### Texto de origen
○ ○ ○

Huelgas, holganzas y holgazanerías

Me temo que hoy voy a escribir un artículo que va a ser más criticado por muchos que elogiado por algunos, pero no por ello renuncio a decir lo que pienso a propósito de la huelga general anunciada para pasado mañana. Declaro, antes de meterme en harina, que respeto por igual todas las opiniones e iniciativas y me solidarizo con quienes sufren la terrible situación de desempleo y la no menor angustiosa de falta de recursos. Además, parto de un axioma incontestable. La huelga figura entre los primeros lugares de la nómina de derechos fundamentales de lo que se entiende por sistema democrático. Sin ir más lejos, en España, el artículo 28.2. de la Constitución proclama la huelga como derecho subjetivo de los trabajadores para la defensa de sus intereses y a la larga espera de 33 años de que una Ley orgánica desarrolle el precepto constitucional, el marco regulador de este derecho es el Decreto Ley de 14 de marzo de 1977, adaptado a la Constitución por la jurisprudencia del Tribunal Constitucional y, básicamente, por la sentencia 11/1981, de 8 de abril.

○ ○ ○

### Información proporcionada
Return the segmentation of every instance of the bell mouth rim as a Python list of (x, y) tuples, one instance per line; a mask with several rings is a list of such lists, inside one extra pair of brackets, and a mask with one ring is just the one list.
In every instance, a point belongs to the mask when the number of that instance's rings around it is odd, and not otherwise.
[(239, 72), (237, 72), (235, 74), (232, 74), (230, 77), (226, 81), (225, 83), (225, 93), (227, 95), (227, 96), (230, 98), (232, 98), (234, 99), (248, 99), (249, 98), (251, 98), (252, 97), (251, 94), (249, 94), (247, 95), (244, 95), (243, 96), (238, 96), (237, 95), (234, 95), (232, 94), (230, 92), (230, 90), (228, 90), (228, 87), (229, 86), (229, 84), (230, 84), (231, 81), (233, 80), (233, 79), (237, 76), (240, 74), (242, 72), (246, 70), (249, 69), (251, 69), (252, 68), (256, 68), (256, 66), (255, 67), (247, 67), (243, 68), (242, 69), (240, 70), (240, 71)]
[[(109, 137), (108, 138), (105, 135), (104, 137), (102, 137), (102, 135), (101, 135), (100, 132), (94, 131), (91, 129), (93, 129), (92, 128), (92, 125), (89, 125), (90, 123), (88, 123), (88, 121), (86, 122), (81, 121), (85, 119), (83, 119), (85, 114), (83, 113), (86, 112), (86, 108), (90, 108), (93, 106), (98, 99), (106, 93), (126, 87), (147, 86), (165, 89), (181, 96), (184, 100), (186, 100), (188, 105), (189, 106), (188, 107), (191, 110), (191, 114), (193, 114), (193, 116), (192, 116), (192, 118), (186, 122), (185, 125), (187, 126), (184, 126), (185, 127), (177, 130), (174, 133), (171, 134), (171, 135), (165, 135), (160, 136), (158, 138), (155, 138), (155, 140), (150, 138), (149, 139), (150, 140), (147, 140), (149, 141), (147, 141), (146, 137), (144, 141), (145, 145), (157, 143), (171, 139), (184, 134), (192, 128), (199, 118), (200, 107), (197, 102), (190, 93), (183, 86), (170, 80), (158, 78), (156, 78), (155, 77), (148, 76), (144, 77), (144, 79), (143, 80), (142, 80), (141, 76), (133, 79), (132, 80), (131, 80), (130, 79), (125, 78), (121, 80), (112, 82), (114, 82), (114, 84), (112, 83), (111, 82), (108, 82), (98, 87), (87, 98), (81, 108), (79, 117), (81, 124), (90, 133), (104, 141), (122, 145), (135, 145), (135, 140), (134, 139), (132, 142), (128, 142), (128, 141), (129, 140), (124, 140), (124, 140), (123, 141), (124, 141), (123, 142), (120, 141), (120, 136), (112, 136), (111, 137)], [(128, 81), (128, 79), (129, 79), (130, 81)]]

○ ○ ○

### Ejercicio planteado
Vuelve a escribir completo el artículo sobre la huelga general, sin alterar ni una palabra.

### Respuesta completa
Huelgas, holganzas y holgazanerías

Me temo que hoy voy a escribir un artículo que va a ser más criticado por muchos que elogiado por algunos, pero no por ello renuncio a decir lo que pienso a propósito de la huelga general anunciada para pasado mañana. Declaro, antes de meterme en harina, que respeto por igual todas las opiniones e iniciativas y me solidarizo con quienes sufren la terrible situación de desempleo y la no menor angustiosa de falta de recursos. Además, parto de un axioma incontestable. La huelga figura entre los primeros lugares de la nómina de derechos fundamentales de lo que se entiende por sistema democrático. Sin ir más lejos, en España, el artículo 28.2. de la Constitución proclama la huelga como derecho subjetivo de los trabajadores para la defensa de sus intereses y a la larga espera de 33 años de que una Ley orgánica desarrolle el precepto constitucional, el marco regulador de este derecho es el Decreto Ley de 14 de marzo de 1977, adaptado a la Constitución por la jurisprudencia del Tribunal Constitucional y, básicamente, por la sentencia 11/1981, de 8 de abril.